Entradas de anotación de coordenadas:
= = = = =
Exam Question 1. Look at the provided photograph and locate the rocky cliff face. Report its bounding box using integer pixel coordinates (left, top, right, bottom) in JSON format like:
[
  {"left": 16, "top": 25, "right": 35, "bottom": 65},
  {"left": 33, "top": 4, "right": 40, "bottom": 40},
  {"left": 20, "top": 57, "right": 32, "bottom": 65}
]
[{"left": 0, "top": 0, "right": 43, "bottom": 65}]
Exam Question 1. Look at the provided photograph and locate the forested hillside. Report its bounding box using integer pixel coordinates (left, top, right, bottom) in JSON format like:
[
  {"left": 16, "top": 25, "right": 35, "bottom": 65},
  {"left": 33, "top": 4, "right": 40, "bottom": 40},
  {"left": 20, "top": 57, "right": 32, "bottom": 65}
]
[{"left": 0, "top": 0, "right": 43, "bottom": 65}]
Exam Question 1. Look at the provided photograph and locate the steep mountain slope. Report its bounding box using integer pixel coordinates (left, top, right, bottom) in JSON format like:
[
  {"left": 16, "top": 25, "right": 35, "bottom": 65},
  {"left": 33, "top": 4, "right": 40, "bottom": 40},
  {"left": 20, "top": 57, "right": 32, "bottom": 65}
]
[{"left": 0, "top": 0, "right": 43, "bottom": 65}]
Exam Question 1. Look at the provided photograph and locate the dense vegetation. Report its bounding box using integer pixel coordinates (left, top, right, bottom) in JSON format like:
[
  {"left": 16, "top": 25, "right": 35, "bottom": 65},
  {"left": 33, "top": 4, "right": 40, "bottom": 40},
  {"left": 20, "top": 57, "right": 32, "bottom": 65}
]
= = = = =
- Por hacer
Pasa todas las líneas de los registros a una lista JSON de cadenas, con una cadena por línea y sin las líneas en blanco.

- Solución desarrollada
[
  "Exam Question 1. Look at the provided photograph and locate the rocky cliff face. Report its bounding box using integer pixel coordinates (left, top, right, bottom) in JSON format like:",
  "[",
  "  {\"left\": 16, \"top\": 25, \"right\": 35, \"bottom\": 65},",
  "  {\"left\": 33, \"top\": 4, \"right\": 40, \"bottom\": 40},",
  "  {\"left\": 20, \"top\": 57, \"right\": 32, \"bottom\": 65}",
  "]",
  "[{\"left\": 0, \"top\": 0, \"right\": 43, \"bottom\": 65}]",
  "Exam Question 1. Look at the provided photograph and locate the forested hillside. Report its bounding box using integer pixel coordinates (left, top, right, bottom) in JSON format like:",
  "[",
  "  {\"left\": 16, \"top\": 25, \"right\": 35, \"bottom\": 65},",
  "  {\"left\": 33, \"top\": 4, \"right\": 40, \"bottom\": 40},",
  "  {\"left\": 20, \"top\": 57, \"right\": 32, \"bottom\": 65}",
  "]",
  "[{\"left\": 0, \"top\": 0, \"right\": 43, \"bottom\": 65}]",
  "Exam Question 1. Look at the provided photograph and locate the steep mountain slope. Report its bounding box using integer pixel coordinates (left, top, right, bottom) in JSON format like:",
  "[",
  "  {\"left\": 16, \"top\": 25, \"right\": 35, \"bottom\": 65},",
  "  {\"left\": 33, \"top\": 4, \"right\": 40, \"bottom\": 40},",
  "  {\"left\": 20, \"top\": 57, \"right\": 32, \"bottom\": 65}",
  "]",
  "[{\"left\": 0, \"top\": 0, \"right\": 43, \"bottom\": 65}]",
  "Exam Question 1. Look at the provided photograph and locate the dense vegetation. Report its bounding box using integer pixel coordinates (left, top, right, bottom) in JSON format like:",
  "[",
  "  {\"left\": 16, \"top\": 25, \"right\": 35, \"bottom\": 65},",
  "  {\"left\": 33, \"top\": 4, \"right\": 40, \"bottom\": 40},",
  "  {\"left\": 20, \"top\": 57, \"right\": 32, \"bottom\": 65}",
  "]"
]